## Passage:

Likelihood and Bayesian Updating
The likelihood carries all the information the data provide about the parameters, and Bayesian updating turns yesterday's posterior into today's prior as evidence accumulates.
Definition
The likelihood is the sampling density of the observed data viewed as a function of the parameters; Bayesian updating is the repeated application of Bayes' theorem so that information from successive observations is combined into a single posterior.
Scope
This topic covers the likelihood function and the likelihood principle, the sequential nature of Bayesian updating in which the posterior from one batch of data becomes the prior for the next, and the coherence of updating under exchangeable observations.
Core questions
- What is the likelihood function and why is it central to inference?
- What does the likelihood principle assert, and how does Bayesian inference satisfy it?
- How does the posterior from one dataset serve as the prior for the next?

Free-text object descriptions:
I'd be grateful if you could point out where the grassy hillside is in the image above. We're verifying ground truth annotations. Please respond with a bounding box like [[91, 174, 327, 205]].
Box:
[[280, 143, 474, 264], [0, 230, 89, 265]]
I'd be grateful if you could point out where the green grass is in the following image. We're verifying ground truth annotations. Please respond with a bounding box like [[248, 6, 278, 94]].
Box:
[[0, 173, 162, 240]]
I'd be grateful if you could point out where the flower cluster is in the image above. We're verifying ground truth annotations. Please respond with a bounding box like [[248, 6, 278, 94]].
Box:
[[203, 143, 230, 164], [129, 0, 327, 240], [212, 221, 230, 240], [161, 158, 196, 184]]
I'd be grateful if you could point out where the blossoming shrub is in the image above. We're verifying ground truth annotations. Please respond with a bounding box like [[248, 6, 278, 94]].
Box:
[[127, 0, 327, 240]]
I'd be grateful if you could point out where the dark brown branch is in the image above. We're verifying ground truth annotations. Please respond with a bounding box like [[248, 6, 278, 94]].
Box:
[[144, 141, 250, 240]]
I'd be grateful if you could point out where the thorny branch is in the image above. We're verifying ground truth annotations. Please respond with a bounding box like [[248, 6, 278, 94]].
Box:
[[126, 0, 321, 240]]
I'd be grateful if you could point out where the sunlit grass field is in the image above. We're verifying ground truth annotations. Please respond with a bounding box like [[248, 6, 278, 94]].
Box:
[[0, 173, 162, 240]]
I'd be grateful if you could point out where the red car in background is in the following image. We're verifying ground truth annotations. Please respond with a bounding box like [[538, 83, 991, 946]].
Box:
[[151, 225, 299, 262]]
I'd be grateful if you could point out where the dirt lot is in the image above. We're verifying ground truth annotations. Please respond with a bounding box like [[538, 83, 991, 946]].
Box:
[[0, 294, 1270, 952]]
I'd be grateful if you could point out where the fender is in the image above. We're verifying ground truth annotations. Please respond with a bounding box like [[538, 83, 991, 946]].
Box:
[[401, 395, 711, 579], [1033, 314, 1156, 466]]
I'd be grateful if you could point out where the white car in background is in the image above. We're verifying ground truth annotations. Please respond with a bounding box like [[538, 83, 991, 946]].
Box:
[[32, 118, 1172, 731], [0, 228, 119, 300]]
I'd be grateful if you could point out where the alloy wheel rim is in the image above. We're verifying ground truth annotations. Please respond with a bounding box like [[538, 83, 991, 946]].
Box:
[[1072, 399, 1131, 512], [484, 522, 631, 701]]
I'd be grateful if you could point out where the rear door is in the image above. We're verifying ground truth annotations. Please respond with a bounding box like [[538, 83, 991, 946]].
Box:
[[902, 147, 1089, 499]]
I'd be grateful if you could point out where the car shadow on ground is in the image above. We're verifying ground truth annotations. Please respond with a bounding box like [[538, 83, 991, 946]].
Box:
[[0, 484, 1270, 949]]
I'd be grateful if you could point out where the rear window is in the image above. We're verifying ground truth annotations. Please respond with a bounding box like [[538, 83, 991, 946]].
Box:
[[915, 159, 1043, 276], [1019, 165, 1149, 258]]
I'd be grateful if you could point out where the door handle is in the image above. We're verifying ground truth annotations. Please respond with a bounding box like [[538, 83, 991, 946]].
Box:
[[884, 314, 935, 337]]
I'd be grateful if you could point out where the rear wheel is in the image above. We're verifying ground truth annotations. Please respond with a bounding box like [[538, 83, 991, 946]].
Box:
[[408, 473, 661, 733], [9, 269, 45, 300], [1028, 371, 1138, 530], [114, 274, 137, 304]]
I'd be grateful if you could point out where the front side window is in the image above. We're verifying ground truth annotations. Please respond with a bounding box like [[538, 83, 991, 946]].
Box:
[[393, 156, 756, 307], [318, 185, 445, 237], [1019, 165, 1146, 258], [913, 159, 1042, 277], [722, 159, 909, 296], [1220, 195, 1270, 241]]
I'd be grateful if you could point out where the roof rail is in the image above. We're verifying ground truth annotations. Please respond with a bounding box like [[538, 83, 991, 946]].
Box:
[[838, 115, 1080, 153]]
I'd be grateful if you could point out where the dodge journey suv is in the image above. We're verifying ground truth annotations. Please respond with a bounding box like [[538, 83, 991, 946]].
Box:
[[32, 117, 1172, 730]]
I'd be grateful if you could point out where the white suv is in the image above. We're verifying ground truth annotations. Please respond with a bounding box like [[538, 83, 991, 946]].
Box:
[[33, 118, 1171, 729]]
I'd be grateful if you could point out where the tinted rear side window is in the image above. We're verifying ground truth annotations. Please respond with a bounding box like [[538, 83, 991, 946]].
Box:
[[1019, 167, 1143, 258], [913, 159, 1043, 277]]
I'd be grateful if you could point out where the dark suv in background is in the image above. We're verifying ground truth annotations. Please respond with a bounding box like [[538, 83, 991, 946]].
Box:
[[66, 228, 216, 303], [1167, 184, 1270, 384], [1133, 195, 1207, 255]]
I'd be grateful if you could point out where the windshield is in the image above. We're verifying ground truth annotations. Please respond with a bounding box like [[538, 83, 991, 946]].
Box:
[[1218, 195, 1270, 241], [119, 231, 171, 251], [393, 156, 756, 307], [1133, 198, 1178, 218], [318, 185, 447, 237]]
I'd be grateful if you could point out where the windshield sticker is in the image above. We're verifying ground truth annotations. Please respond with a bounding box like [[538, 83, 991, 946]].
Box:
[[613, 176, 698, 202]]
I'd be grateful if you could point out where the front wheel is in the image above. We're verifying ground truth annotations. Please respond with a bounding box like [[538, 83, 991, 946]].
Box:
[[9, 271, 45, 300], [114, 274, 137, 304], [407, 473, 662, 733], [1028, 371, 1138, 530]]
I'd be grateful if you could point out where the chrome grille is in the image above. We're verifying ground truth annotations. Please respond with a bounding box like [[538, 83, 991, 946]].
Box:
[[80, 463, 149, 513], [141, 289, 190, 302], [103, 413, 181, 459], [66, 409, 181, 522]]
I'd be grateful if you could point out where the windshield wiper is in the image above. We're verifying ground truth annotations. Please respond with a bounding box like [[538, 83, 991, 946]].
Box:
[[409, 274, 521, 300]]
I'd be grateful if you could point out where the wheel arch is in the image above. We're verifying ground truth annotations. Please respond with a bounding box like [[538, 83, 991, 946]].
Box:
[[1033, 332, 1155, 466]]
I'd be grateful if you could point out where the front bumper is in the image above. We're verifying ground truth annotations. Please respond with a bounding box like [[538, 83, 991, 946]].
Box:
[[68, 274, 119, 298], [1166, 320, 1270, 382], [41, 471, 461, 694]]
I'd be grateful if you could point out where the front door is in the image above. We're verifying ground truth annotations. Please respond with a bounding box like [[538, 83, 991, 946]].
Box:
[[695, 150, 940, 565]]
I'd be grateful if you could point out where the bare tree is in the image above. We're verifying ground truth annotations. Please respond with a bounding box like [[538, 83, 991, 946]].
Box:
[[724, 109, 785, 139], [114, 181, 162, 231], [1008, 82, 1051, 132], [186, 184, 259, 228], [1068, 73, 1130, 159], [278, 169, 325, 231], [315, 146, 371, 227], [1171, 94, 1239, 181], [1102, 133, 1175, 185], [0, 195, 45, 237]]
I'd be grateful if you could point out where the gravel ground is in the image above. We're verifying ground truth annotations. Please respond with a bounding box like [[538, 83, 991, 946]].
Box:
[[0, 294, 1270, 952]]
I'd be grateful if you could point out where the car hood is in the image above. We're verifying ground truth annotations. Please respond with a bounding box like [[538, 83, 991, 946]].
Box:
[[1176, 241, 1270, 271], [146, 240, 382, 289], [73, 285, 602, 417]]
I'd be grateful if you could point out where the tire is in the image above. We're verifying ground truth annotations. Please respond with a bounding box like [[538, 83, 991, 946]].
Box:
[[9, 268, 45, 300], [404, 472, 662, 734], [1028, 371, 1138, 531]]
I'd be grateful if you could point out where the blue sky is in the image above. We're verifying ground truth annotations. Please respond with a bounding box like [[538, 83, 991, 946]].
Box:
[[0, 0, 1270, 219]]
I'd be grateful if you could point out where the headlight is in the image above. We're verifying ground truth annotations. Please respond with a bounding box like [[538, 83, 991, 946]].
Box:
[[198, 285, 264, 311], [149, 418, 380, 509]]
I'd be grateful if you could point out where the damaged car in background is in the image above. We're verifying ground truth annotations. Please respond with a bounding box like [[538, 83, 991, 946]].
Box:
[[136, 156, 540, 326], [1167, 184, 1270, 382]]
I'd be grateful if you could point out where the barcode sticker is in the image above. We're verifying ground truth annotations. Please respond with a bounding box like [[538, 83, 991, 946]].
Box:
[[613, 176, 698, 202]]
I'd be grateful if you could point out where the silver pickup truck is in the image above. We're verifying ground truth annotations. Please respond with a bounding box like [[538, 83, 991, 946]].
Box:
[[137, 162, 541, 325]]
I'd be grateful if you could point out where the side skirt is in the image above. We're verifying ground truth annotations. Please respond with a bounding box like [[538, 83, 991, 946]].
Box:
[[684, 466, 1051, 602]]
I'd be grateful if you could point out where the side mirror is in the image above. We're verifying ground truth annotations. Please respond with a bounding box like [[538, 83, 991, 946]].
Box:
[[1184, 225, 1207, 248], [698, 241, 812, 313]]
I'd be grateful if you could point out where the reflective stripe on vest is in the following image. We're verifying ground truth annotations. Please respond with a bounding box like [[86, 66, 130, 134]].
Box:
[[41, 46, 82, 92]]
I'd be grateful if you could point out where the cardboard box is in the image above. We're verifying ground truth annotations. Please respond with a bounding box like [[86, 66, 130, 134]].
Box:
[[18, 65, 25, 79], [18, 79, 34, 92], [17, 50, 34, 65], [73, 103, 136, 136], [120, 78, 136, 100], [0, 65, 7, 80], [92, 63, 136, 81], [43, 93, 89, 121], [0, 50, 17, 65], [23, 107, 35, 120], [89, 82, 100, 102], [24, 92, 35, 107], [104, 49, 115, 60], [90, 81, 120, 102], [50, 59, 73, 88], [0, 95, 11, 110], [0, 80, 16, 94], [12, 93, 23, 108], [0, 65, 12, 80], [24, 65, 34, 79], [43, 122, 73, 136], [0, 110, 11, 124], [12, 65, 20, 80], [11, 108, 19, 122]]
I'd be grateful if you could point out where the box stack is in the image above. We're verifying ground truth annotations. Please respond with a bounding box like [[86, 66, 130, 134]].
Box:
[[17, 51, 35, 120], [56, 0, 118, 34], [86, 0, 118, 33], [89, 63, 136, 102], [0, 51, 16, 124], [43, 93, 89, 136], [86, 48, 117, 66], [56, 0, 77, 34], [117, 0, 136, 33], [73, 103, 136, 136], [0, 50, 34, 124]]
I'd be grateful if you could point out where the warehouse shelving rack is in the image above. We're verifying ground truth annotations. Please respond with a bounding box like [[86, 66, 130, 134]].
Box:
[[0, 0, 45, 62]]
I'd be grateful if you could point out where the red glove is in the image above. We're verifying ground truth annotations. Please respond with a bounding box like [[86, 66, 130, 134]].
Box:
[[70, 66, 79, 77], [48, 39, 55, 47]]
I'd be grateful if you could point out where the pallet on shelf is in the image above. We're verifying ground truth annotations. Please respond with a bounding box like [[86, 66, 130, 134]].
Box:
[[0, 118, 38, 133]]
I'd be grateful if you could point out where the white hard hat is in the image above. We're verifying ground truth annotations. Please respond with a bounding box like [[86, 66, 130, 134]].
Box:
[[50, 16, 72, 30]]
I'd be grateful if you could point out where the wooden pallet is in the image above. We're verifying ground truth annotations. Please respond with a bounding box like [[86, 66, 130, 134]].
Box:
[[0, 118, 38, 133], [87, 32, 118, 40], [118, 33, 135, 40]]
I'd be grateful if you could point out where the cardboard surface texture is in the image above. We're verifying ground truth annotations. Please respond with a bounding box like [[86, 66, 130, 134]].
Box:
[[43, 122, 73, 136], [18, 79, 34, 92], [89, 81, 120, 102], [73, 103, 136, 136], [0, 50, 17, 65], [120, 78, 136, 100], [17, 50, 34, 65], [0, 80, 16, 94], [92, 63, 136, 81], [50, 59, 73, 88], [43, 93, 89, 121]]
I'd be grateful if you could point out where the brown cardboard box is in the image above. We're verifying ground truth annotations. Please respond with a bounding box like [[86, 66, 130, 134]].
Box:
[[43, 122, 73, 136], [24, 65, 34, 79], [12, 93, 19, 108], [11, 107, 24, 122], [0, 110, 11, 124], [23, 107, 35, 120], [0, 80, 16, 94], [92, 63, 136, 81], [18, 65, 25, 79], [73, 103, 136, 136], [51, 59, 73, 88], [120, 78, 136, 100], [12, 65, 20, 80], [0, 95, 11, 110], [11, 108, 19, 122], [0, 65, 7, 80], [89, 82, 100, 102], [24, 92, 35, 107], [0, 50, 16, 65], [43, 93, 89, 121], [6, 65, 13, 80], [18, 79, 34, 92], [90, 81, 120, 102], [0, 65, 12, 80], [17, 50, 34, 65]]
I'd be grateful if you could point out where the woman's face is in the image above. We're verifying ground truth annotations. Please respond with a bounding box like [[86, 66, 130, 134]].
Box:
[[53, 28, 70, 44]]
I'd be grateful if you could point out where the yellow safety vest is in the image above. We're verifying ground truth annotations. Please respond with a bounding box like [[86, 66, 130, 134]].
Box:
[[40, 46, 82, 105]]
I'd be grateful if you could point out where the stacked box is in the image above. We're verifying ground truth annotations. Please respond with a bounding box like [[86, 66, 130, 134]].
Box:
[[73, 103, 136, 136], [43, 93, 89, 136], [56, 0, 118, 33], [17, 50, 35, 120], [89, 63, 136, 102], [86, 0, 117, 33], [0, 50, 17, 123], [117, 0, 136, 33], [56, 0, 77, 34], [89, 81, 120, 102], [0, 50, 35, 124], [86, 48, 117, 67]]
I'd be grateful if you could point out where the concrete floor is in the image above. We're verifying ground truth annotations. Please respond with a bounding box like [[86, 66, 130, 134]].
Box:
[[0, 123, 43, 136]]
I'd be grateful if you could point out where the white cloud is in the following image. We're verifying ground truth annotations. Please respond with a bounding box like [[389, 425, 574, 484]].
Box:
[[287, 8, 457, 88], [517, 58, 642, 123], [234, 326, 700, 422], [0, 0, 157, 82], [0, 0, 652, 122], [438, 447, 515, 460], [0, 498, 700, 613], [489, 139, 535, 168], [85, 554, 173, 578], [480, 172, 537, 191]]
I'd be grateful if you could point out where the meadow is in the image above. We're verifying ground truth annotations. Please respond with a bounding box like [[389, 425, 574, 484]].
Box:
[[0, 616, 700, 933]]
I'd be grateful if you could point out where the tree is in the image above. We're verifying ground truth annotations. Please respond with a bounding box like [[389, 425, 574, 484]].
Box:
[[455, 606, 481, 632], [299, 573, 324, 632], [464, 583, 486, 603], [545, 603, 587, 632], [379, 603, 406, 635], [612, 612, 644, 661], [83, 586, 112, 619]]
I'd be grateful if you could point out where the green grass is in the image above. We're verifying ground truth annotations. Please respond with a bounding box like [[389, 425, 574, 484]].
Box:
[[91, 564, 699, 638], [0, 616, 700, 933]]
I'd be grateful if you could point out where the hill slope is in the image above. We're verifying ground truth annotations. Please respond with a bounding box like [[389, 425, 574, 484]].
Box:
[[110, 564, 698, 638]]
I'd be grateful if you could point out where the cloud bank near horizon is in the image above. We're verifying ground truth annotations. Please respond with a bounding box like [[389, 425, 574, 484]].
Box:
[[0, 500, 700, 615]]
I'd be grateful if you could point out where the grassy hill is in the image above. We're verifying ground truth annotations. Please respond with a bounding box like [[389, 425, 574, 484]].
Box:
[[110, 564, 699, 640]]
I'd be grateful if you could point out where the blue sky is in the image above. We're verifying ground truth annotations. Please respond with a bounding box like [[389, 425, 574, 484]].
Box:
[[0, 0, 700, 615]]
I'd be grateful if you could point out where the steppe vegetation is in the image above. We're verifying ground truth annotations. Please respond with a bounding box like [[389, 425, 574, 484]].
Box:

## Prompt 1:
In one to three sentences, explain why the overview of likelihood and Bayesian updating applies Bayes' theorem repeatedly.
## Prompt 2:
Continue the overview of likelihood and Bayesian updating after its last line.

## Exercise output 1:
Bayes' theorem is applied repeatedly so that information from successive observations is combined into a single posterior. As evidence accumulates, the posterior from one batch of data becomes the prior for the next.

## Exercise output 2:
- Why is sequential Bayesian updating order-invariant for exchangeable data?
Key concepts
- likelihood function
- likelihood principle
- sufficiency
- sequential updating
- prior-to-posterior recursion
- evidence accumulation
Key theories
- Likelihood principle
- Two experiments yielding proportional likelihood functions for the same parameter carry the same evidential information; Bayesian inference automatically respects this principle.
- Sequential updating
- Applying Bayes' theorem repeatedly is equivalent to applying it once to the pooled data, so beliefs can be revised online without storing the full dataset.
Clinical relevance
Sequential updating supports adaptive and interim analyses in clinical trials, online learning systems, and any setting where data arrive in a stream and beliefs must be revised continuously.
History
Fisher introduced the likelihood as a distinct concept in the 1920s; Birnbaum's 1962 analysis formalized the likelihood principle from sufficiency and conditionality. Bayesian theory absorbed these ideas, framing updating as iterated conditioning.
Debates
- Status of the likelihood principle
- Whether the likelihood principle should constrain all inference is contested, since many frequentist procedures (such as those using stopping rules) violate it while Bayesian methods do not.
Key figures
- Ronald A. Fisher
- Allan Birnbaum
- George Barnard
Related topics
Seminal works
- birnbaum1962
- robert2007
Frequently asked questions
- Does it matter in which order I update on different data points?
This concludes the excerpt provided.